> _TASK GOAL_
Starting with the line containing "For the mapping pass, tag each instance of the roof" and going on through the last of the lines below, write out every line again in full, shifting each x and y coordinate in the GeoJSON Point objects up by 28.

··· THE DATA

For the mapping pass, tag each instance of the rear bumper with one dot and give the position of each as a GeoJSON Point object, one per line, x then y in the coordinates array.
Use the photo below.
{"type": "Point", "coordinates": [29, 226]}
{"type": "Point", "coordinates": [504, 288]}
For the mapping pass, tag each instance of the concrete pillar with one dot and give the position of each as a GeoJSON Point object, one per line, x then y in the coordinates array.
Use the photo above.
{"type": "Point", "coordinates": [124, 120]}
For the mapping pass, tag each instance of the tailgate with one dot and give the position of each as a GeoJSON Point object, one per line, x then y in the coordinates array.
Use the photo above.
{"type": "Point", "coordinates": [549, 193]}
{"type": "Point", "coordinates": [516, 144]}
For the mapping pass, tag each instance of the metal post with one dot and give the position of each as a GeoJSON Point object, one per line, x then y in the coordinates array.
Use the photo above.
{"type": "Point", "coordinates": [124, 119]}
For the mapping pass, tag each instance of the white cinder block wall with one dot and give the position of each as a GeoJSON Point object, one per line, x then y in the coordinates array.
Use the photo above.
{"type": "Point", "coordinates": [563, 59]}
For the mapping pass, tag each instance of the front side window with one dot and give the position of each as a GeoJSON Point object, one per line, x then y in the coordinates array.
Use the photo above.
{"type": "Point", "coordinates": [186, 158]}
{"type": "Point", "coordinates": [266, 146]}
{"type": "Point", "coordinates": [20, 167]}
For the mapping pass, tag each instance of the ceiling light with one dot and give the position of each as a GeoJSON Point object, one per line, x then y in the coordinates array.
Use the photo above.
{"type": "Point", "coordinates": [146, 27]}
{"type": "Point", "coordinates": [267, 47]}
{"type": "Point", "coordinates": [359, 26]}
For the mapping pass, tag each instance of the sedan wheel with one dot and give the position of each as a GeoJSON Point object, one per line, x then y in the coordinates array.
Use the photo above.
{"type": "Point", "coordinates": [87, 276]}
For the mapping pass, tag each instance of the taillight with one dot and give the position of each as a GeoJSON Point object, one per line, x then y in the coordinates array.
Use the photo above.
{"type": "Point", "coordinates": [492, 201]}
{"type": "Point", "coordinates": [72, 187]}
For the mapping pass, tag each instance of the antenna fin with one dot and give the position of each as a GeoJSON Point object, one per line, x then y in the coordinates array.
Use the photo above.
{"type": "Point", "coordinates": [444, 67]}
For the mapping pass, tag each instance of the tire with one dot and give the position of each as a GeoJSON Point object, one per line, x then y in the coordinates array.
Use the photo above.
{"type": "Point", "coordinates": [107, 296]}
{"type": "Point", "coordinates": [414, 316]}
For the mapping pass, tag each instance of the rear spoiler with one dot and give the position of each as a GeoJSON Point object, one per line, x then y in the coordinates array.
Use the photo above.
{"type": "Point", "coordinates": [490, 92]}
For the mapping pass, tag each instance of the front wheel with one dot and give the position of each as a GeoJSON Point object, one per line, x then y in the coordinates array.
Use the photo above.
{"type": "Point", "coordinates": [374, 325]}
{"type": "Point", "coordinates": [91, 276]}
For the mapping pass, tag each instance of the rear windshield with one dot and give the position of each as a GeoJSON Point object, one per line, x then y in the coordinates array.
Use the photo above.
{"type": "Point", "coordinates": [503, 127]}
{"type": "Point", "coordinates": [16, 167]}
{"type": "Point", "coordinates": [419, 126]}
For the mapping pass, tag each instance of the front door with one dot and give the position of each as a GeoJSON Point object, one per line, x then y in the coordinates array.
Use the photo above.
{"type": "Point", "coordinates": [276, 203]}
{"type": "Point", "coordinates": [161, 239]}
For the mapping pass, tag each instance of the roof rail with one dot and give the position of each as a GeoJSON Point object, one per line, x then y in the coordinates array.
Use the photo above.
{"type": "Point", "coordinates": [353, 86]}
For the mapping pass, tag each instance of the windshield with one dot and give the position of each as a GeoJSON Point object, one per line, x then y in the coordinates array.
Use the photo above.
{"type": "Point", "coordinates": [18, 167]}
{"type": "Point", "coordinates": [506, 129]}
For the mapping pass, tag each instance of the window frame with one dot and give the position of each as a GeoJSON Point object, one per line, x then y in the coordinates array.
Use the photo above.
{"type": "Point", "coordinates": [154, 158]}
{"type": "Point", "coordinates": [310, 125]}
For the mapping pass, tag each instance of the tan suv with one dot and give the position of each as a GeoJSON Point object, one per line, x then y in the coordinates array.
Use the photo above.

······

> _THE SOLUTION_
For the mapping pass, tag each instance of the roof rail with one dot and give the position of each as a GeoJSON Point object, one per line, x then y in the coordinates array.
Use the photo above.
{"type": "Point", "coordinates": [381, 114]}
For the mapping pass, tag each instance of the windshield with one dot and give the position of each as a GeoJSON Point object, one per line, x then y in the coordinates array.
Use the photo above.
{"type": "Point", "coordinates": [46, 195]}
{"type": "Point", "coordinates": [534, 157]}
For the mapping pass, tag each instance of the window frame with one dot and give the position of each as a GeoJSON Point object, one per line, x then y in the coordinates array.
Use the photo above.
{"type": "Point", "coordinates": [182, 186]}
{"type": "Point", "coordinates": [338, 153]}
For the mapping pass, tag each instance of the tan suv with one dot and give the position of each as a GeoJSON Point object, one per line, x then y in the coordinates array.
Use the photo above.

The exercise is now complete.